What the exercise asks: Copy out every one of the entries below word for word, with nothing changed or left out.

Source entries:
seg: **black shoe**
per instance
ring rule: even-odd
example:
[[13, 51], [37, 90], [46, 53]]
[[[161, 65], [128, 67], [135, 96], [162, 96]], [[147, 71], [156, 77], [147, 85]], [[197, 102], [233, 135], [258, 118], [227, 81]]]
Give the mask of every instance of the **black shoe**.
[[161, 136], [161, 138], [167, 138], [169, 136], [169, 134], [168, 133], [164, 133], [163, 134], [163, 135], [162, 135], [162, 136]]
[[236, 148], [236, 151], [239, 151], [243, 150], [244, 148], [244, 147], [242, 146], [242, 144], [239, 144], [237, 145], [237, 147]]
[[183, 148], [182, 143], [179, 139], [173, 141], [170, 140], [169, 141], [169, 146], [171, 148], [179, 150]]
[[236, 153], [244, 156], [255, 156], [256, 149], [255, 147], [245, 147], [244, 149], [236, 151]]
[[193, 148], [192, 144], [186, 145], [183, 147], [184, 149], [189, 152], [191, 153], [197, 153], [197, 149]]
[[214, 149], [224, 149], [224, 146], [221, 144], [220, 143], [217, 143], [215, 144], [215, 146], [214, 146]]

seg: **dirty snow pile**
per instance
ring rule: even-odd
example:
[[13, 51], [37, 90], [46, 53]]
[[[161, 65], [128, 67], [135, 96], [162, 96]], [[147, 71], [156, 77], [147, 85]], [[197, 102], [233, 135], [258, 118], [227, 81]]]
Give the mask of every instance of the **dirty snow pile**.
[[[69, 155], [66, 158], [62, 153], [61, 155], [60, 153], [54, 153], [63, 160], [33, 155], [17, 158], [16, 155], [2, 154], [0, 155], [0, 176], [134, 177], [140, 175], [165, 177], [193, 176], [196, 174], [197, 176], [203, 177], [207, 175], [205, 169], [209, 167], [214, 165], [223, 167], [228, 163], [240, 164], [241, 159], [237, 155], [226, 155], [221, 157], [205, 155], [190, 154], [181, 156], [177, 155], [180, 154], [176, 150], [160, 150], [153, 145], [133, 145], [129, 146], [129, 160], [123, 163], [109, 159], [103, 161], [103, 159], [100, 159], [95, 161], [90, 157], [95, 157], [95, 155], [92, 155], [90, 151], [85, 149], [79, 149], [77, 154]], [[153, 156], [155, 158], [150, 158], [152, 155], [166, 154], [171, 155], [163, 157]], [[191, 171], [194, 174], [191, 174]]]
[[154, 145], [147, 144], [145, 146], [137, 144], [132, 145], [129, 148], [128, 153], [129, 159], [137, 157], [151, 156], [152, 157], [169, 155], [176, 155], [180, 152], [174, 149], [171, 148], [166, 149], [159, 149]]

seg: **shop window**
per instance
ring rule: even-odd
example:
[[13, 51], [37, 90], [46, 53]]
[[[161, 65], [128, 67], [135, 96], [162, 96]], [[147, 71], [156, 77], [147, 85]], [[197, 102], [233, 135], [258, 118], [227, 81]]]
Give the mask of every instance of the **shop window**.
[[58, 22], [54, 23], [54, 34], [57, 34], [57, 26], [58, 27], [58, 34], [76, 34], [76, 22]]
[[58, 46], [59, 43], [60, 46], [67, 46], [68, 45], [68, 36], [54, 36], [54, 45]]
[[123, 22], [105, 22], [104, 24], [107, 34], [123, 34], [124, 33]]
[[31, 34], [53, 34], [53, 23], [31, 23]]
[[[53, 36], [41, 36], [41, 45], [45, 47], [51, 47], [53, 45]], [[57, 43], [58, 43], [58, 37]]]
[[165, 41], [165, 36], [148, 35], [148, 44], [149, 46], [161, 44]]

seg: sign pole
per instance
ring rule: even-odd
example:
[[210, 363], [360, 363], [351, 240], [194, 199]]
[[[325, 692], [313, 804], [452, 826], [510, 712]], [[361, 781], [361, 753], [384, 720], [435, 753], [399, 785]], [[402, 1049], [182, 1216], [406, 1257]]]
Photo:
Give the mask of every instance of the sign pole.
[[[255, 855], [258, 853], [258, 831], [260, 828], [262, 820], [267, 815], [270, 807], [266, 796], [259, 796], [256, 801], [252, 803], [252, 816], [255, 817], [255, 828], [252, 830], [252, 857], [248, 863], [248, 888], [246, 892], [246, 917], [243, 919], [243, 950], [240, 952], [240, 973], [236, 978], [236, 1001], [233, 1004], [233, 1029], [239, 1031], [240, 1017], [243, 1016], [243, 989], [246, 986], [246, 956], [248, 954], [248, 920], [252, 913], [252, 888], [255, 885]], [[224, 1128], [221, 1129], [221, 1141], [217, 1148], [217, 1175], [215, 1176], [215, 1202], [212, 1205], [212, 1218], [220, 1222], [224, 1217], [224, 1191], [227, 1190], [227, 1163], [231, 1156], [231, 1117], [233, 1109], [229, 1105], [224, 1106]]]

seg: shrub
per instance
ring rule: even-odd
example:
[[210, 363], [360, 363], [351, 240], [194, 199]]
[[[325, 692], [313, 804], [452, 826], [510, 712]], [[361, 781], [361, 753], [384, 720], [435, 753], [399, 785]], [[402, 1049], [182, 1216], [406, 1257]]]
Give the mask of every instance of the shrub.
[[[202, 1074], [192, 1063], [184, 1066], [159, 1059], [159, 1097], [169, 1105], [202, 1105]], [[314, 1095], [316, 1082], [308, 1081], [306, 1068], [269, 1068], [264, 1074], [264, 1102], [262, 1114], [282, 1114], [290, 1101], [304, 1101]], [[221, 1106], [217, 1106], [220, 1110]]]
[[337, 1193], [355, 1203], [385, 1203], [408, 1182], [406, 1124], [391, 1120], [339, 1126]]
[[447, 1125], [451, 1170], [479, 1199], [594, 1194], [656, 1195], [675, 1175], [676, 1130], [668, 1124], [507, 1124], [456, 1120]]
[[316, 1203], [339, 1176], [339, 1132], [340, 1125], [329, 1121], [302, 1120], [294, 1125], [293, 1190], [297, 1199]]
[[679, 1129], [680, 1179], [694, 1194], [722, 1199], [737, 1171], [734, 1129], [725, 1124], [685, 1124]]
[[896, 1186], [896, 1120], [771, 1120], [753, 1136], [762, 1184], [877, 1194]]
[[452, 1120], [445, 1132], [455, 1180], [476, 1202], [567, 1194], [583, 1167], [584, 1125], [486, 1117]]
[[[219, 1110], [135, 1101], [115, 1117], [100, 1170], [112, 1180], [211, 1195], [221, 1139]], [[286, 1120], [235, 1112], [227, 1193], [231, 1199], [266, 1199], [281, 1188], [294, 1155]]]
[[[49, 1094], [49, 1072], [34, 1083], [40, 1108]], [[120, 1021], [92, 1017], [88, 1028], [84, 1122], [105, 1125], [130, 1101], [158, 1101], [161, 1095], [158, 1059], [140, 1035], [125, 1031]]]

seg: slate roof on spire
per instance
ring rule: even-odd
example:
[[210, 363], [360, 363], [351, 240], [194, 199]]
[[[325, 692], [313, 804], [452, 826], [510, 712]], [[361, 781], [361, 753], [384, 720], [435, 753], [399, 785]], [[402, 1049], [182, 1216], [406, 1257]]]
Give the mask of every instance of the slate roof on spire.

Solution to this problem:
seg: **black shoe**
per instance
ring rule: even-odd
example:
[[13, 51], [37, 90], [46, 53]]
[[[161, 65], [128, 67], [135, 96], [162, 96]], [[147, 71], [156, 77], [147, 85]], [[197, 102], [233, 135], [258, 118], [227, 81]]]
Give the mask of every instance of the **black shoe**.
[[161, 136], [161, 138], [167, 138], [169, 136], [169, 134], [168, 133], [164, 133], [163, 134], [163, 135], [162, 135], [162, 136]]
[[236, 148], [236, 151], [239, 151], [243, 150], [244, 148], [244, 147], [242, 146], [242, 144], [239, 144], [237, 145], [237, 147]]
[[183, 148], [182, 143], [179, 139], [173, 141], [170, 140], [169, 141], [169, 146], [171, 148], [179, 150]]
[[236, 153], [244, 156], [255, 156], [256, 149], [255, 147], [245, 147], [244, 149], [236, 151]]
[[193, 148], [192, 144], [186, 145], [183, 147], [184, 149], [189, 152], [191, 153], [197, 153], [197, 149]]
[[214, 149], [224, 149], [224, 146], [221, 144], [220, 143], [217, 143], [215, 144], [215, 146], [214, 146]]

seg: **dirty snow pile**
per instance
ring rule: even-odd
example:
[[13, 51], [37, 90], [46, 53]]
[[[161, 65], [128, 67], [135, 96], [162, 96]], [[147, 71], [156, 77], [147, 85]], [[197, 102], [233, 135], [258, 118], [227, 81]]]
Give the mask of every instance of the **dirty snow pile**.
[[[69, 155], [66, 158], [62, 153], [61, 155], [60, 153], [54, 153], [63, 160], [33, 155], [17, 158], [16, 155], [2, 154], [0, 155], [0, 176], [134, 177], [140, 175], [165, 177], [193, 176], [196, 174], [197, 176], [203, 177], [207, 175], [205, 169], [209, 167], [214, 165], [223, 167], [228, 163], [240, 164], [241, 159], [237, 155], [226, 155], [221, 157], [205, 155], [190, 154], [181, 156], [177, 155], [180, 154], [176, 150], [160, 150], [153, 145], [133, 145], [129, 146], [129, 160], [123, 163], [109, 159], [103, 161], [103, 159], [100, 159], [95, 161], [90, 157], [95, 157], [95, 155], [92, 155], [90, 151], [85, 149], [79, 149], [77, 154]], [[153, 156], [155, 158], [150, 158], [152, 155], [166, 154], [171, 155], [163, 157]], [[191, 171], [194, 174], [191, 174]]]
[[154, 145], [147, 144], [145, 146], [137, 144], [132, 145], [129, 148], [128, 153], [129, 159], [137, 157], [151, 156], [152, 157], [169, 155], [176, 155], [180, 152], [174, 149], [171, 148], [166, 149], [159, 149]]

seg: **shop window**
per instance
ring rule: even-odd
example:
[[13, 51], [37, 90], [46, 53]]
[[[161, 65], [128, 67], [135, 96], [162, 96]], [[147, 71], [156, 77], [147, 85]], [[197, 102], [233, 135], [258, 118], [227, 81]]]
Give the mask of every instance of the **shop window**.
[[58, 22], [54, 23], [54, 34], [57, 34], [57, 26], [58, 27], [58, 34], [76, 34], [76, 22]]
[[58, 46], [59, 43], [60, 46], [67, 46], [68, 45], [68, 36], [54, 36], [54, 45]]
[[123, 22], [105, 22], [104, 24], [107, 34], [123, 34], [124, 33]]
[[31, 34], [53, 34], [53, 23], [31, 23]]
[[[53, 36], [41, 36], [41, 45], [45, 47], [51, 47], [53, 45]], [[57, 43], [58, 43], [58, 37]]]
[[165, 41], [165, 36], [148, 35], [148, 44], [149, 46], [161, 44]]

seg: sign pole
per instance
ring rule: even-odd
example:
[[210, 363], [360, 363], [351, 240], [194, 199]]
[[[325, 692], [313, 804], [452, 826], [510, 712]], [[361, 781], [361, 753], [384, 720], [435, 753], [399, 785]], [[402, 1049], [182, 1216], [406, 1257]]]
Photo:
Give the mask of every instance of the sign pole.
[[[255, 855], [258, 853], [258, 831], [260, 828], [262, 820], [267, 815], [270, 807], [266, 796], [259, 796], [256, 801], [252, 803], [252, 816], [255, 817], [255, 828], [252, 830], [252, 857], [248, 863], [248, 888], [246, 892], [246, 917], [243, 919], [243, 950], [240, 952], [240, 973], [236, 978], [236, 1001], [233, 1004], [233, 1029], [239, 1031], [240, 1017], [243, 1016], [243, 989], [246, 986], [246, 956], [248, 954], [248, 920], [252, 913], [252, 888], [255, 885]], [[224, 1128], [221, 1129], [221, 1141], [217, 1148], [217, 1175], [215, 1176], [215, 1202], [212, 1205], [212, 1218], [220, 1222], [224, 1217], [224, 1191], [227, 1190], [227, 1163], [231, 1156], [231, 1117], [233, 1109], [229, 1105], [224, 1106]]]

seg: shrub
per instance
ring rule: even-odd
example:
[[210, 363], [360, 363], [351, 240], [194, 199]]
[[[325, 692], [313, 804], [452, 826], [510, 712]], [[361, 781], [361, 753], [384, 720], [435, 753], [399, 785]], [[402, 1049], [182, 1216], [406, 1257]]]
Give the mask of every instance of the shrub.
[[[202, 1074], [192, 1063], [184, 1066], [159, 1059], [159, 1097], [169, 1105], [202, 1105]], [[314, 1095], [316, 1082], [308, 1081], [306, 1068], [269, 1068], [264, 1074], [264, 1102], [262, 1114], [282, 1114], [290, 1101], [304, 1101]], [[221, 1106], [217, 1106], [220, 1110]]]
[[337, 1193], [355, 1203], [385, 1203], [408, 1182], [406, 1124], [391, 1120], [339, 1126]]
[[447, 1125], [451, 1170], [479, 1199], [594, 1194], [656, 1195], [675, 1175], [676, 1130], [668, 1124], [507, 1124], [456, 1120]]
[[316, 1203], [339, 1176], [339, 1132], [340, 1125], [329, 1121], [302, 1120], [294, 1125], [293, 1190], [297, 1199]]
[[679, 1129], [680, 1179], [694, 1194], [722, 1199], [737, 1171], [734, 1129], [725, 1124], [685, 1124]]
[[896, 1186], [896, 1120], [771, 1120], [753, 1136], [762, 1184], [877, 1194]]
[[452, 1120], [445, 1132], [455, 1180], [476, 1202], [567, 1194], [583, 1167], [584, 1125], [486, 1117]]
[[[219, 1110], [135, 1101], [115, 1117], [100, 1170], [112, 1180], [211, 1195], [221, 1139]], [[286, 1120], [235, 1112], [227, 1193], [231, 1199], [266, 1199], [281, 1188], [294, 1155]]]
[[[49, 1094], [49, 1072], [34, 1083], [40, 1108]], [[120, 1021], [92, 1017], [88, 1028], [84, 1122], [105, 1125], [130, 1101], [158, 1101], [161, 1095], [158, 1059], [140, 1035], [125, 1031]]]

seg: slate roof on spire
per instance
ring rule: even-odd
example:
[[210, 363], [360, 363], [351, 240], [194, 199]]
[[[325, 692], [313, 804], [452, 826], [510, 712]], [[361, 781], [361, 753], [384, 720], [435, 753], [399, 785]], [[402, 1049], [182, 1216], [406, 1257]]]
Give the mask of every instance of the slate roof on spire.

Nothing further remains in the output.